## LISTED ENTRIES
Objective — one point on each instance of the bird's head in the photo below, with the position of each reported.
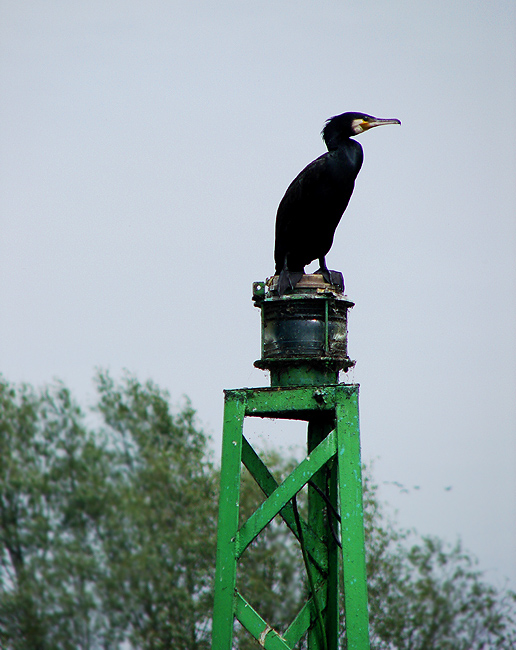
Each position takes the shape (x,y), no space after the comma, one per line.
(344,126)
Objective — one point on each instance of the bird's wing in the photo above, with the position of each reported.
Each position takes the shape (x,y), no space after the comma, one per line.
(303,194)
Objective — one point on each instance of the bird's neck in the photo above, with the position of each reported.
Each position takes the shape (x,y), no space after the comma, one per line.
(349,154)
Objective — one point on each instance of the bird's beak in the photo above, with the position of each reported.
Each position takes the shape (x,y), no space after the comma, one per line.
(378,121)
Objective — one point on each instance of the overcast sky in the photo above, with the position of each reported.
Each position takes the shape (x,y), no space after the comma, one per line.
(145,147)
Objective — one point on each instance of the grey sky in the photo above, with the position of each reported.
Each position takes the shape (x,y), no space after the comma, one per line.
(145,147)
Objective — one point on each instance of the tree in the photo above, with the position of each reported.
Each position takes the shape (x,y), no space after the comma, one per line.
(50,474)
(159,535)
(107,538)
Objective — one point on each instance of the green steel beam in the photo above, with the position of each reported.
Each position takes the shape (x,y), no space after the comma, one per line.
(284,493)
(268,484)
(225,573)
(352,523)
(333,464)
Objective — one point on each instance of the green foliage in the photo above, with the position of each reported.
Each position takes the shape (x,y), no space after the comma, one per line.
(107,539)
(159,533)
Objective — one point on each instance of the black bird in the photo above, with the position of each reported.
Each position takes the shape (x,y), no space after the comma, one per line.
(316,199)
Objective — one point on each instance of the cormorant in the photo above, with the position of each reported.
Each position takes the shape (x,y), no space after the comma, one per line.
(316,199)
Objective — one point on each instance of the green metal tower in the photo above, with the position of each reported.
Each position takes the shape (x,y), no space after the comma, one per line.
(304,346)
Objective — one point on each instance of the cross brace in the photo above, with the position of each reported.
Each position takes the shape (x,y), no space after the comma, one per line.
(333,467)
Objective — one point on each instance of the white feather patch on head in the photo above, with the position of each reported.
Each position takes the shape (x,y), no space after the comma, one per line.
(357,127)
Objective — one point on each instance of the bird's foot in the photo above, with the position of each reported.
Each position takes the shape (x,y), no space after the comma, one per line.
(287,280)
(323,270)
(334,278)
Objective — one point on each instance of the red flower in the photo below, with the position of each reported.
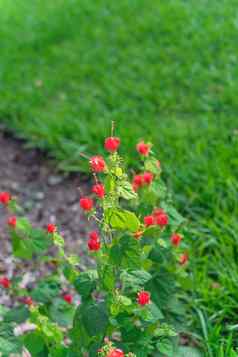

## PROBLEM DETAILS
Can you rewrite all the lines above as a numbered list, skipping any blank lines and leaving the pictures out?

## SOLUTION
1. Objective — one point on each instance of the bird's head in the photo below, with the position of each reported.
2. Each position takes the shape (x,y), no space after the comma, one per line.
3. (344,126)
4. Objective — one point on each instance of the bird's wing in the photo above, with the position of each reported.
5. Each position takes the shape (x,y), no space after the comma, one per line.
6. (303,194)
7. Objective — one point on each instance of the bird's neck in the photo above, with the position of each reported.
8. Each position takes the shape (x,y), no space after the comma, one per line.
9. (349,154)
10. Objective — one point on each instance of the bird's beak in the photo above, with the position of each reported.
11. Each position takes the shape (x,y), no space after the comma, one per line.
12. (378,121)
13. Objective — one point on each instance of the overcast sky in the photo above, with the position of each reported.
14. Each position takes the shape (x,y), no space after the comma, one per line.
15. (145,147)
16. Objective — one point on each instance of the grey sky in the photo above, with the position of each reported.
17. Each position takes the shape (x,y), no space after the comma, one per line.
18. (145,147)
19. Objective — one point on each instance of the tree in the photo above, with the position of each reported.
20. Each position takes the shape (x,y), no space after the comma, one per line.
21. (50,474)
22. (159,535)
23. (107,538)
24. Objective — one point on each instance of the green steel beam in the photo above, with the position of each reported.
25. Each position takes the shape (x,y), no space after the comma, one per line.
26. (284,493)
27. (268,484)
28. (225,573)
29. (352,523)
30. (333,464)
31. Objective — one point on each instance of the green foliage in the photo above, with the position of each reported.
32. Each position takes the shape (x,y), no space after the comma, one per line.
33. (107,539)
34. (159,533)
35. Objective — one point on each instance of the black bird in the photo above, with the position of each reported.
36. Each position takes the shape (x,y), no space after the comma, one per line.
37. (316,199)
38. Objective — one point on each instance of the cormorant in the photo above, with the position of each reported.
39. Each position takes the shape (x,y), no space after the comma, one per line.
40. (316,199)
41. Objective — one point on each instance of the green metal tower in the photo above, with the position of each reported.
42. Each position takes the shape (x,y), no space after the comma, one per line.
43. (304,346)
44. Objective — one point on each instance of the cross brace in the photo above, with the position of each reported.
45. Each position takes the shape (x,y), no space after the comma, one per line.
46. (333,467)
47. Objective — one point on each instance of the white feather patch on head in the photo above, with the position of each reported.
48. Each position takes the shape (x,y), no space after the comma, one per line.
49. (357,127)
50. Objective — one point on each instance of the bird's foot in the photo above, with the position of each reported.
51. Each position takes the shape (x,y), no space after the comma, one per line.
52. (287,280)
53. (323,270)
54. (334,278)
55. Objective — one point on each instance of the red flower in the photo below, with the position of each reported.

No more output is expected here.